**Directive**
Give each line of the listing below as one string in a JSON list, and leave out any blank lines.

**Supplied material**
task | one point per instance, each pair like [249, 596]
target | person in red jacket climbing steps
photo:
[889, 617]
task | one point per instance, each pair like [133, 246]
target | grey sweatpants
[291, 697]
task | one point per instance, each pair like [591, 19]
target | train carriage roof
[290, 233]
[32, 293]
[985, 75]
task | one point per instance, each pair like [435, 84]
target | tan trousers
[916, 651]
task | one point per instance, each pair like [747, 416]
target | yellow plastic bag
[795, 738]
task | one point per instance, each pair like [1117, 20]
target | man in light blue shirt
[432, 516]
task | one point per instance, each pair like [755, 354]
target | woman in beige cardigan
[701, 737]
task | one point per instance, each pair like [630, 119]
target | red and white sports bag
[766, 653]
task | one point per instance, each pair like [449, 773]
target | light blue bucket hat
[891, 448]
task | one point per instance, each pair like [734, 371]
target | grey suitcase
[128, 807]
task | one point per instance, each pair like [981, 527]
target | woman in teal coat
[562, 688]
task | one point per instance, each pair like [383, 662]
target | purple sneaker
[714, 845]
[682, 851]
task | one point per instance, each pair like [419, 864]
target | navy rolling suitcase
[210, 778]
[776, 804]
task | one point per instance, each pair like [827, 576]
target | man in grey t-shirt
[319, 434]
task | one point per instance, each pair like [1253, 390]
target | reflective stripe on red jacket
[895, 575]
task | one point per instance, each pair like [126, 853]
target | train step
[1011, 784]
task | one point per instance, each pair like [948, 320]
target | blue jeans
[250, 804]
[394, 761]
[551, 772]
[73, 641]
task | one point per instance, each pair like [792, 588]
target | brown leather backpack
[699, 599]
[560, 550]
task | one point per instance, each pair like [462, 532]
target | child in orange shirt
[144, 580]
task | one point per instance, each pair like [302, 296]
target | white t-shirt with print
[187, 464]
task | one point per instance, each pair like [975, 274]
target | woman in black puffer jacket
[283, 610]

**Result of the exercise**
[
  "task | one point per instance, each pair like [249, 596]",
  "target | person in red jacket climbing steps",
  "photo:",
  "[889, 617]",
  "task | one point per instance, each pair like [133, 246]",
  "target | grey sweatpants",
  "[291, 697]",
  "task | one point per instance, each pair like [591, 19]",
  "target | train carriage roof",
  "[290, 233]",
  "[32, 293]",
  "[985, 75]",
  "task | one point per instance, each pair like [435, 84]",
  "target | tan trousers",
  "[916, 651]",
  "task | one point per instance, each pair like [747, 416]",
  "target | yellow plastic bag",
  "[795, 738]",
  "task | one point per instance, each pair like [1117, 20]",
  "target | man in light blue shirt",
  "[432, 516]",
  "task | one point per instance, each pair like [755, 354]",
  "target | woman in beige cardigan",
  "[701, 737]",
  "task | one point per instance, each pair like [630, 119]",
  "target | red and white sports bag",
  "[766, 653]",
  "task | one point per instance, each pair like [449, 773]",
  "target | light blue bucket hat",
  "[891, 448]",
  "task | one point per instance, each pair like [734, 371]",
  "target | grey suitcase",
  "[128, 807]",
  "task | one point per instance, each pair like [981, 527]",
  "target | woman in teal coat",
  "[562, 688]",
  "task | one point per instance, each pair like [383, 662]",
  "target | purple sneaker",
  "[714, 845]",
  "[682, 851]",
  "task | one point per instance, each pair like [419, 864]",
  "target | navy rolling suitcase",
  "[210, 778]",
  "[776, 804]",
  "task | one point per instance, each pair like [827, 576]",
  "target | man in grey t-shirt",
  "[319, 434]",
  "task | one point per instance, each pair like [1253, 390]",
  "target | reflective stripe on red jacket",
  "[895, 575]",
  "task | one point per instance, each pair like [126, 853]",
  "target | train step",
  "[1011, 784]",
  "task | one point per instance, each pair like [948, 320]",
  "target | blue jeans",
  "[250, 804]",
  "[394, 761]",
  "[551, 772]",
  "[73, 641]",
  "task | one point per instance, each pair like [792, 588]",
  "target | brown leather backpack",
  "[699, 599]",
  "[560, 550]",
  "task | one point per instance, each pair like [462, 532]",
  "target | child in orange shirt",
  "[144, 580]",
  "task | one point per instance, each pair like [302, 296]",
  "target | white t-shirt with print",
  "[187, 464]",
  "task | one point per instance, each pair like [975, 274]",
  "target | woman in black puffer jacket",
  "[283, 610]"
]